## Begin Excerpt
But sometimes, this seemingly advantageous freedom turns out to be a painful Achilles heel.
No authority, and little accountability
Unlike co-ops, condos lack the authority to reject undesirable renters who, even at first blush, would appear likely to cause problems in the building.
Instead, a condominium board’s only initial protection is a right of first refusal--meaning that if the board doesn't want a particular unit to be rented, it must rent the unit on behalf of the condominium association on the same terms and conditions offered to the unwanted tenant.
Compounding matters is the fact that although renters must live by the same rules and regulations as the condominium’s units owners, condominium boards face a slew of challenges when seeking the removal of a renter who causes a nuisance (such as odors or noise) or engages in illegal activity.
This is because there is no direct legal relationship between the condominium association and the tenant. Rather, the relationship is between the association and the unit owner, who is likely realizing a profit from the rental, or at minimum, offsetting the carrying charges for the apartment and who may be loathe to put their income stream at risk, or see it dry up.
All a condominium board can really do is ask the renter to stop, and ask the condo owner to either control or evict the renter.
Unfortunately, such requests are often not successful, as the tenant is simply a bad actor and, as noted above, the condo owner is not likely to be highly motivated to take any steps that would result in their loss of rental income.
Next stop: Court
If the unit owner can’t control and refuses to evict a problem renter, the next step for a condo board is to bring an action against both the unit owner and the renter, seeking a court order forcing the owner to evict the tenant and/or enjoining the renter from engaging in the problematic behavior.
Our firm recently handled a case on behalf of a Manhattan condominium board where the tenant of an otherwise lawfully rented condo unit was engaging in prostitution.
Although the case settled in relatively short order due to the undisputable evidence we obtained as a result of multiple police sting operations, we stood a very good chance of successfully stopping the unlawful conduct via an injunction and obtaining a court order compelling the unit owner to begin eviction proceedings against his tenant.
Not all cases are this easy, however, particularly where the alleged objectionable conduct might be considered more subjective in nature; i.e., noise and smells, abusive conduct toward the building staff, etc.
In these types of cases, the best solution from a practical perspective might be to simply continue documenting the objectionable behavior and, to the greatest extent possible, persuade the unit owner that he or she would be much better off not renewing the lease and finding another tenant instead.
A way out?
In theory, condominiums can try to narrow the ability to rent out apartments by amending the governing documents to restrict the duration of rentals and/or impose conditions such as the payment of a rental fee to the association.
Such an amendment would be difficult to pass--requiring, at minimum, the approval of a supermajority of unit owners who may not be thrilled to sacrifice the obvious benefits of having the freedom to rent one’s unit with virtually no limitations.
Bottom line: It’s hard for condominiums to have their cake and eat it too. Greater flexibility to rent brings the possibility of greater rental-related problems, for which a proactive and consistent legal response is the best approach.
## End Excerpt
## Begin Information supplied
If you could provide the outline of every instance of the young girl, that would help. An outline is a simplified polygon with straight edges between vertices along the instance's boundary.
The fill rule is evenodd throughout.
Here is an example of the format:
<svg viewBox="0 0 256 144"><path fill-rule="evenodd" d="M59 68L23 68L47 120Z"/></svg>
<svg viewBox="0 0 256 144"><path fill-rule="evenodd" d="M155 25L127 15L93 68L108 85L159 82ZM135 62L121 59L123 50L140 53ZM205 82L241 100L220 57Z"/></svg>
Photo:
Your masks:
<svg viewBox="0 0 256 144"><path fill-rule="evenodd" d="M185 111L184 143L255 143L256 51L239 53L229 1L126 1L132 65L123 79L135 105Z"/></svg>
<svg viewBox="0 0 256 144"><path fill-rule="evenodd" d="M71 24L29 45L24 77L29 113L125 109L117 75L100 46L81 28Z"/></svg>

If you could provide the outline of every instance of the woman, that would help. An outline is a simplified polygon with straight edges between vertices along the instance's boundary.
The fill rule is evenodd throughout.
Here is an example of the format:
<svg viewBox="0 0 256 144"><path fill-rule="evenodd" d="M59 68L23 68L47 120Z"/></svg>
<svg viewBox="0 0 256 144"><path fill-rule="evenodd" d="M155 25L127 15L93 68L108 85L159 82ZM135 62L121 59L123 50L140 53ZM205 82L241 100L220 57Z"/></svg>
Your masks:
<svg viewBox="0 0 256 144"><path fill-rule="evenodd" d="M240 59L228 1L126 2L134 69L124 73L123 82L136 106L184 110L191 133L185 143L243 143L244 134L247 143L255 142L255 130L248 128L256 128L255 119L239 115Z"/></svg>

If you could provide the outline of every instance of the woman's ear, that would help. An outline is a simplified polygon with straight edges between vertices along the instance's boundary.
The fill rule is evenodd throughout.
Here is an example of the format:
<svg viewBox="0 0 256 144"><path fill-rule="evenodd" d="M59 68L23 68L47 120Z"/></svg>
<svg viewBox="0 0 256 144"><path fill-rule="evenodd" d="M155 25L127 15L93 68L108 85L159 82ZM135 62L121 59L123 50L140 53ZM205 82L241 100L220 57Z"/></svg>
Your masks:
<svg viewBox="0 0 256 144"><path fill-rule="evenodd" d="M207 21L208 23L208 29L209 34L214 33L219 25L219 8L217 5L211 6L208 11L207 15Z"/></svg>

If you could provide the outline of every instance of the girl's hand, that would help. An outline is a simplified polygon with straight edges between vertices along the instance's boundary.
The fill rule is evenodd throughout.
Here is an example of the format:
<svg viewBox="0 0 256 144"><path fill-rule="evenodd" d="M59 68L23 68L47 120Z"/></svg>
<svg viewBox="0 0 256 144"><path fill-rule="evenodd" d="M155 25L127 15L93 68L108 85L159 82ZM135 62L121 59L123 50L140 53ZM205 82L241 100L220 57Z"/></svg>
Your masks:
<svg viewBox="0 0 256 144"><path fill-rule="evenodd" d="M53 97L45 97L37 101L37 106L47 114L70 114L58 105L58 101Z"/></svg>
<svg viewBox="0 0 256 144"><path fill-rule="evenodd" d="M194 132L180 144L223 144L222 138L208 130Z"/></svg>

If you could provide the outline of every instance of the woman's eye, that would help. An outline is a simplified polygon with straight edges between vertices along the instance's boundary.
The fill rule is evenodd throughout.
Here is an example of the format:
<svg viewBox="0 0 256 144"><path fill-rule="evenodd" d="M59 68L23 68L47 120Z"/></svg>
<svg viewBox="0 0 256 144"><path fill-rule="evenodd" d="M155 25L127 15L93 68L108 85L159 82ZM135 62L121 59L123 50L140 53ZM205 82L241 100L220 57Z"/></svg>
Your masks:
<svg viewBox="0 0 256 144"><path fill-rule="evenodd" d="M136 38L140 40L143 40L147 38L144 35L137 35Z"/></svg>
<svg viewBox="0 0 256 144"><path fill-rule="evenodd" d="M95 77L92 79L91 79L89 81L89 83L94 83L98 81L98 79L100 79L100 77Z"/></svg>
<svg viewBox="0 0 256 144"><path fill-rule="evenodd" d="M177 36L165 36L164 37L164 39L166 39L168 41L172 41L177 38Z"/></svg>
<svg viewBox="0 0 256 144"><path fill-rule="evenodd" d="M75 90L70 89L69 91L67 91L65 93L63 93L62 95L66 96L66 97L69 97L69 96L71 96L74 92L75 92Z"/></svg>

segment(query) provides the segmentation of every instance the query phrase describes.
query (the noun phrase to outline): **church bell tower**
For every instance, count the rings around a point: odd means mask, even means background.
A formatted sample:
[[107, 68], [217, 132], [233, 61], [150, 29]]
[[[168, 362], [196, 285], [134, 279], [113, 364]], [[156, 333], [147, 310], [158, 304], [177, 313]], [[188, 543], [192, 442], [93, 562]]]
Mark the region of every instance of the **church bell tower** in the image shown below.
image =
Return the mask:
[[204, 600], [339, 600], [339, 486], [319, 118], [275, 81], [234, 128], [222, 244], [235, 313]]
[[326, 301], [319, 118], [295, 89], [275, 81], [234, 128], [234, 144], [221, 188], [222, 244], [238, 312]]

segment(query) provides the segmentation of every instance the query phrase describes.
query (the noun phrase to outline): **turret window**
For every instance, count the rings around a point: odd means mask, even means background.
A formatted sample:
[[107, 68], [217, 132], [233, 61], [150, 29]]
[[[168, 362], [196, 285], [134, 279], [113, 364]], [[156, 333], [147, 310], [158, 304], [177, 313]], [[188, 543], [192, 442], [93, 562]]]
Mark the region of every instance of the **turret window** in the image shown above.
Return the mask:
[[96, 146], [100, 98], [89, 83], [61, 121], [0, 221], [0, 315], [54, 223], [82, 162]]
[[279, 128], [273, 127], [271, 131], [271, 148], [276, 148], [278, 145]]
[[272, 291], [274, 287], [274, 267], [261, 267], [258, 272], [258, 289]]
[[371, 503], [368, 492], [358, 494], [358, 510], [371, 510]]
## End Information supplied
Given instruction 1 :: Please set down part of the condo passage word for word, beginning at "Next stop: Court" and stopping after "against his tenant.".
Given instruction 2 :: Render this sentence from the condo passage in Spanish: "All a condominium board can really do is ask the renter to stop, and ask the condo owner to either control or evict the renter."
Work only from the condo passage, not the rows.

Correct result 1 ::
Next stop: Court
If the unit owner can’t control and refuses to evict a problem renter, the next step for a condo board is to bring an action against both the unit owner and the renter, seeking a court order forcing the owner to evict the tenant and/or enjoining the renter from engaging in the problematic behavior.
Our firm recently handled a case on behalf of a Manhattan condominium board where the tenant of an otherwise lawfully rented condo unit was engaging in prostitution.
Although the case settled in relatively short order due to the undisputable evidence we obtained as a result of multiple police sting operations, we stood a very good chance of successfully stopping the unlawful conduct via an injunction and obtaining a court order compelling the unit owner to begin eviction proceedings against his tenant.

Correct result 2 :: Todo lo que una junta de condominio puede hacer realmente es pedirle al inquilino que se detenga y pedirle al propietario del condominio que controle o desaloje al inquilino.